= Beginning of Section =

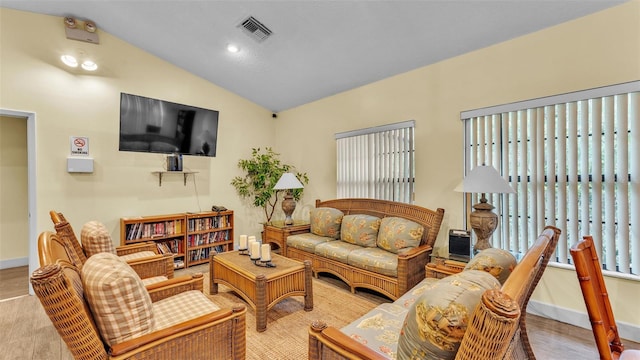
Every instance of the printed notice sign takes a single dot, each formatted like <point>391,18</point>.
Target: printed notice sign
<point>79,145</point>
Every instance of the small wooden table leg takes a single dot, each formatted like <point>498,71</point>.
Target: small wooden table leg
<point>261,303</point>
<point>308,286</point>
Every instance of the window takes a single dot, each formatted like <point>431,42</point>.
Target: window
<point>377,163</point>
<point>574,161</point>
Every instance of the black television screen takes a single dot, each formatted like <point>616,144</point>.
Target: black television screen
<point>151,125</point>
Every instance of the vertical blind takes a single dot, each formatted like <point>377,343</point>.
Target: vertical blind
<point>377,163</point>
<point>574,161</point>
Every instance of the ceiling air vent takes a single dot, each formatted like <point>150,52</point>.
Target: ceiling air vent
<point>255,29</point>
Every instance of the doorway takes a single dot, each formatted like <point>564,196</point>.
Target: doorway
<point>30,200</point>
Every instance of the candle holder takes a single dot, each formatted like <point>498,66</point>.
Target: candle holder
<point>260,262</point>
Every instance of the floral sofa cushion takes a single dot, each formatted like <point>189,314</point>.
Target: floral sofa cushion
<point>399,235</point>
<point>307,241</point>
<point>436,322</point>
<point>326,222</point>
<point>374,259</point>
<point>379,329</point>
<point>498,262</point>
<point>336,250</point>
<point>360,229</point>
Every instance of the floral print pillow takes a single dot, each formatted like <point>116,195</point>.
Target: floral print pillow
<point>436,322</point>
<point>399,235</point>
<point>360,229</point>
<point>326,222</point>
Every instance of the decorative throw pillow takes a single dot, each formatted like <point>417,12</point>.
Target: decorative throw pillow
<point>326,222</point>
<point>95,238</point>
<point>398,235</point>
<point>120,304</point>
<point>436,322</point>
<point>360,229</point>
<point>497,262</point>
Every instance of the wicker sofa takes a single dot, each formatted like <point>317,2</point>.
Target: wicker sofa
<point>470,315</point>
<point>388,266</point>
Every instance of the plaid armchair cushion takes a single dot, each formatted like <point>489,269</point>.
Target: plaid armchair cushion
<point>360,229</point>
<point>399,235</point>
<point>326,222</point>
<point>180,308</point>
<point>95,238</point>
<point>118,300</point>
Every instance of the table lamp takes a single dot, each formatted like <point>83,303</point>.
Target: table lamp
<point>484,179</point>
<point>287,182</point>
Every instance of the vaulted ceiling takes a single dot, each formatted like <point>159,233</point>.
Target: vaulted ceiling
<point>316,48</point>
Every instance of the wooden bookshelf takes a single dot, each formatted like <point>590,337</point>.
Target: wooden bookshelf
<point>190,237</point>
<point>206,232</point>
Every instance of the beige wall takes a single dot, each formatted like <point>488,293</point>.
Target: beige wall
<point>597,50</point>
<point>14,214</point>
<point>33,79</point>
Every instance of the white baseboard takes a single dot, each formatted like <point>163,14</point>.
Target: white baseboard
<point>9,263</point>
<point>576,318</point>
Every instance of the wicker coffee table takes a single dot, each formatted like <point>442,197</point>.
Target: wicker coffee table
<point>262,287</point>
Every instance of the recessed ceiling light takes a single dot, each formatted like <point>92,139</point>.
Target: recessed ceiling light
<point>69,60</point>
<point>89,65</point>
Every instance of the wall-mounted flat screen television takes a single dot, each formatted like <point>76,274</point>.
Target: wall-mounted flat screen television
<point>158,126</point>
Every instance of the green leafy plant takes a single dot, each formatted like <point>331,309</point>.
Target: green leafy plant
<point>262,172</point>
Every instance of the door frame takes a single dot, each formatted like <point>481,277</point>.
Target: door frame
<point>31,186</point>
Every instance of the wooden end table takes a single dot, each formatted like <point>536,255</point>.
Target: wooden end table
<point>262,287</point>
<point>276,232</point>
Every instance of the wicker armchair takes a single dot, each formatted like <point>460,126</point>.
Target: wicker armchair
<point>497,329</point>
<point>596,298</point>
<point>216,335</point>
<point>51,249</point>
<point>146,267</point>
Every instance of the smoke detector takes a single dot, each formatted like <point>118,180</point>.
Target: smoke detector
<point>255,29</point>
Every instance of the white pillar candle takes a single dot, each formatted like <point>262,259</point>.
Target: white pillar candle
<point>250,247</point>
<point>266,252</point>
<point>255,250</point>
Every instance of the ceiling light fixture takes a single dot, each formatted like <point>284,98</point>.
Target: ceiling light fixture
<point>69,60</point>
<point>89,65</point>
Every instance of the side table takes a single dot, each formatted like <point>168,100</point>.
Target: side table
<point>441,267</point>
<point>276,232</point>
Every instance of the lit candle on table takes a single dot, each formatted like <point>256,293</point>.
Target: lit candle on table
<point>251,241</point>
<point>255,250</point>
<point>266,253</point>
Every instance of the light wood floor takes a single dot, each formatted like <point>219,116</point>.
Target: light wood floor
<point>27,333</point>
<point>14,282</point>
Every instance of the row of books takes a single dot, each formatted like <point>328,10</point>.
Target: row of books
<point>207,223</point>
<point>207,238</point>
<point>202,254</point>
<point>150,230</point>
<point>170,247</point>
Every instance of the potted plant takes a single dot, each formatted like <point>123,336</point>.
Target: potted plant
<point>262,171</point>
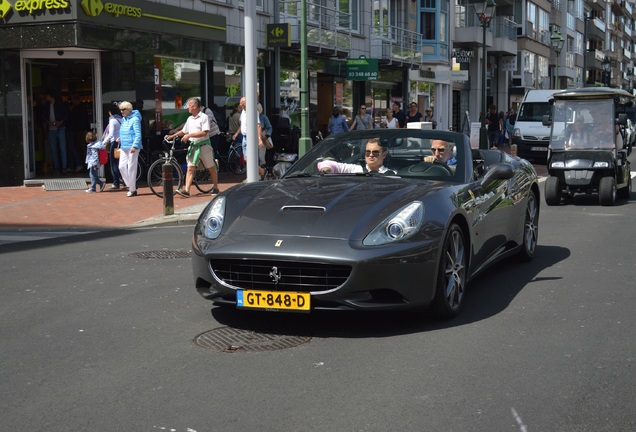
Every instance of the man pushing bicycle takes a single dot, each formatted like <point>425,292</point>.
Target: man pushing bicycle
<point>196,130</point>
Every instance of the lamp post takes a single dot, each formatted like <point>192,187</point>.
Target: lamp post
<point>556,41</point>
<point>607,66</point>
<point>485,16</point>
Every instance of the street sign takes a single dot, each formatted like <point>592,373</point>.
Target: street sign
<point>278,35</point>
<point>362,69</point>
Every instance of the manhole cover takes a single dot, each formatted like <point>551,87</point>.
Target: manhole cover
<point>227,339</point>
<point>165,254</point>
<point>64,184</point>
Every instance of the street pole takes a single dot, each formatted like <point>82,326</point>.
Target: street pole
<point>483,132</point>
<point>251,98</point>
<point>485,16</point>
<point>304,143</point>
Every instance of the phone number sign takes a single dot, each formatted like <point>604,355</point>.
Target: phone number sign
<point>362,69</point>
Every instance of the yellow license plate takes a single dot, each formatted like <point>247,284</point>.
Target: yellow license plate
<point>273,300</point>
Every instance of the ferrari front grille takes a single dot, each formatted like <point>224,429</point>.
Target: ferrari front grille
<point>279,275</point>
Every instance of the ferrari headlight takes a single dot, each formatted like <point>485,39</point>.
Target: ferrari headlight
<point>399,226</point>
<point>212,218</point>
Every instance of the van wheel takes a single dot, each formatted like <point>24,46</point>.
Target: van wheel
<point>552,191</point>
<point>607,191</point>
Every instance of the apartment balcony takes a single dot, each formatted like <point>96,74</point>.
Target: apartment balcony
<point>504,36</point>
<point>395,46</point>
<point>594,60</point>
<point>596,29</point>
<point>328,31</point>
<point>597,5</point>
<point>468,32</point>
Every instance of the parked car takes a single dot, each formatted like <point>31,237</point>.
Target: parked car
<point>595,160</point>
<point>530,134</point>
<point>412,237</point>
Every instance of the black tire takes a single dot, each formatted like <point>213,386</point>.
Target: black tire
<point>625,192</point>
<point>203,181</point>
<point>155,177</point>
<point>234,162</point>
<point>607,191</point>
<point>552,191</point>
<point>451,275</point>
<point>530,229</point>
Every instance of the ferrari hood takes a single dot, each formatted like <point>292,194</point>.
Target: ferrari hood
<point>334,207</point>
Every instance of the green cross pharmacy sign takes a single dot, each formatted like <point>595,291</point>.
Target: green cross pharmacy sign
<point>362,69</point>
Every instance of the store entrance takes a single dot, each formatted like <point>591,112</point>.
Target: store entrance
<point>70,80</point>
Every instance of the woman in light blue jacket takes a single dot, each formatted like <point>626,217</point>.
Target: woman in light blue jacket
<point>110,140</point>
<point>130,145</point>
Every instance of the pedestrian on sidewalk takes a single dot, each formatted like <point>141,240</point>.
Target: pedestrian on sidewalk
<point>110,140</point>
<point>130,145</point>
<point>93,145</point>
<point>196,131</point>
<point>55,117</point>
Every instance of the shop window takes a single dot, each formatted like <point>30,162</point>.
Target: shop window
<point>180,80</point>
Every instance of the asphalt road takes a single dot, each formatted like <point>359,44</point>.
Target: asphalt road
<point>96,334</point>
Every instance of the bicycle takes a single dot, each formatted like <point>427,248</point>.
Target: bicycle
<point>201,178</point>
<point>233,160</point>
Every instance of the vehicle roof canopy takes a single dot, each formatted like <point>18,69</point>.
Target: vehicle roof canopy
<point>621,97</point>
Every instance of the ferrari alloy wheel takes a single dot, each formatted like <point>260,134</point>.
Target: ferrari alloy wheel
<point>552,191</point>
<point>607,191</point>
<point>625,192</point>
<point>530,229</point>
<point>451,277</point>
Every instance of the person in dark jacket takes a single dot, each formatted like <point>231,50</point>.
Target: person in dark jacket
<point>55,116</point>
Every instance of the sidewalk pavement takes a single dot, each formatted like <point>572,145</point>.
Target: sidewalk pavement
<point>33,207</point>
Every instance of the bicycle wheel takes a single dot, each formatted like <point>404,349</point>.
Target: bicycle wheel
<point>203,181</point>
<point>234,162</point>
<point>155,177</point>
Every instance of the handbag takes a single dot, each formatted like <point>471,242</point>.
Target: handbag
<point>103,156</point>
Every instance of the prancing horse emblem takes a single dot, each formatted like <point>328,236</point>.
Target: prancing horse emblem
<point>274,273</point>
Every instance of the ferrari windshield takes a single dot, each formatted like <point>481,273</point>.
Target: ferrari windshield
<point>583,125</point>
<point>400,153</point>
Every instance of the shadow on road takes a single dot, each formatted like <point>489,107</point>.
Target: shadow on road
<point>488,295</point>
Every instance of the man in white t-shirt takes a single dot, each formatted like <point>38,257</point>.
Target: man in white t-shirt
<point>196,131</point>
<point>243,130</point>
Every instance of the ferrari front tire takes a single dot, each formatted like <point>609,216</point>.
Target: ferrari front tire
<point>552,191</point>
<point>451,275</point>
<point>530,229</point>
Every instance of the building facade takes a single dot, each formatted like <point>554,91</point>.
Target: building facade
<point>156,54</point>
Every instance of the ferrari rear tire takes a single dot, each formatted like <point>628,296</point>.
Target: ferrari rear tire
<point>552,191</point>
<point>607,191</point>
<point>451,275</point>
<point>530,229</point>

= End of Section =

◆ Exercise prompt ◆
The lines from the one holding "Every instance of the man in" to the last line of the entries, both included: retype them exactly and give nothing else.

◆ Solution to the exercise ◆
Every instance of the man in white t-shirt takes a single dot, each formatted like <point>38,257</point>.
Target: man in white t-shirt
<point>196,131</point>
<point>243,130</point>
Every instance of the ferrari front tire takes a single dot, each formatted like <point>609,216</point>.
Target: ferrari front tire
<point>552,191</point>
<point>451,275</point>
<point>530,229</point>
Every instance of the building facade takes a single dot, each formatted like <point>554,91</point>.
Target: building facade
<point>156,54</point>
Every instance of the ferrari rear tire takes a single dot, each formatted like <point>628,296</point>.
Target: ferrari rear tire
<point>552,191</point>
<point>607,191</point>
<point>451,275</point>
<point>530,229</point>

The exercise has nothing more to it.